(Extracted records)
↓↓↓
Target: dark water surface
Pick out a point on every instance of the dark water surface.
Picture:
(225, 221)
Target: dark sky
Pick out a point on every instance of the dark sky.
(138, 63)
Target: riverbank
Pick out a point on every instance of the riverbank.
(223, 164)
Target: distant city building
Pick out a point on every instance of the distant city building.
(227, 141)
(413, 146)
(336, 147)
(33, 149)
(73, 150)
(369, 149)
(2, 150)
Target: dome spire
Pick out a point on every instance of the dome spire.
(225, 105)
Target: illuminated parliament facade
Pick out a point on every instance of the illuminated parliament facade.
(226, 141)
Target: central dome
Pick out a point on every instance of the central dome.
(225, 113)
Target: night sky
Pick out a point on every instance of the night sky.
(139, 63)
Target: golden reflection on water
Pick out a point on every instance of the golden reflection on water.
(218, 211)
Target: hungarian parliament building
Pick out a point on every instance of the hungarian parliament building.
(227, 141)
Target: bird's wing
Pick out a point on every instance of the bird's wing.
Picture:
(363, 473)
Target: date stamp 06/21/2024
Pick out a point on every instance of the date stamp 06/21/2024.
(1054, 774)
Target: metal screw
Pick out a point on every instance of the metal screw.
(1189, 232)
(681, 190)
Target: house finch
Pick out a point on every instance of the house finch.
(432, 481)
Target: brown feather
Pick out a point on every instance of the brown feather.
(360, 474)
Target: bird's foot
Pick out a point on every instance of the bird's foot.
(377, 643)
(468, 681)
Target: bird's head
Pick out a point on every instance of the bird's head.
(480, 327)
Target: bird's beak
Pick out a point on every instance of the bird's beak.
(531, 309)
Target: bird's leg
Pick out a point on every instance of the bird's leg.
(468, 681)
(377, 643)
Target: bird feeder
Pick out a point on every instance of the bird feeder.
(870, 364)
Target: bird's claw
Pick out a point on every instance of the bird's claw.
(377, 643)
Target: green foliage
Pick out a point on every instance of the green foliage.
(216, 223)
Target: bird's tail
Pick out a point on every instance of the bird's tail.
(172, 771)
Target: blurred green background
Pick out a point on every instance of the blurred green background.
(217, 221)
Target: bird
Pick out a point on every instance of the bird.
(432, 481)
↑↑↑
Work instruction –
The data above, all of it, needs to be output exactly as written.

Task response –
Target: dark water surface
Pick out a point on every instance of the dark water surface.
Picture:
(225, 221)
Target: dark sky
Pick out a point on every instance of the dark sky.
(138, 63)
Target: riverbank
Pick out a point on every instance of the riverbank.
(223, 164)
Target: distant city building
Pick out a point on every instance of the distant city building.
(227, 141)
(413, 146)
(336, 147)
(33, 149)
(73, 150)
(369, 149)
(2, 150)
Target: dome spire
Pick out a point on every instance of the dome spire.
(225, 105)
Target: illuminated parliament facade
Pick out a point on every instance of the illuminated parliament facade.
(226, 141)
Target: central dome
Pick out a point on every instance of the central dome.
(225, 113)
Target: night sky
Pick out a point on every instance of the night sky.
(139, 63)
Target: golden reflection on water
Pick out a point on every instance of the golden reflection on water.
(218, 211)
Target: hungarian parliament building
Pick out a point on every instance of the hungarian parliament building.
(227, 141)
Target: bird's wing
Pick out a point on every instance of the bird's wing.
Picture:
(363, 473)
Target: date stamp 06/21/2024
Pick out a point on every instance of the date stamp 06/21/2024.
(1054, 774)
Target: metal screw
Pick out a point on every instance of the metal screw.
(1189, 232)
(681, 190)
Target: house finch
Pick out a point on every instance of the house finch.
(432, 481)
Target: brown feather
Pick out a point on every instance of the brown feather.
(360, 474)
Target: bird's foot
Pick out a point on every instance of the bird's foot.
(377, 643)
(468, 681)
Target: bird's head
Pick out a point on every instance of the bird's head.
(480, 327)
Target: bird's beak
Pick out a point on every instance of the bird's beak.
(531, 309)
Target: bird's leg
Pick out a point on every instance of the bird's leg.
(468, 681)
(377, 643)
Target: bird feeder
Pick out a point on every instance of the bird feeder.
(870, 364)
Target: bird's claw
Pick out a point on every instance of the bird's claw.
(377, 643)
Target: green foliage
Pick out a point on every instance of the green foliage.
(216, 223)
Target: bird's tail
Pick out a point on every instance of the bird's tail.
(172, 771)
Target: blurred green background
Pick out a point on every instance of the blurred green background.
(217, 221)
Target: bird
Pick out a point on every instance of the bird.
(432, 481)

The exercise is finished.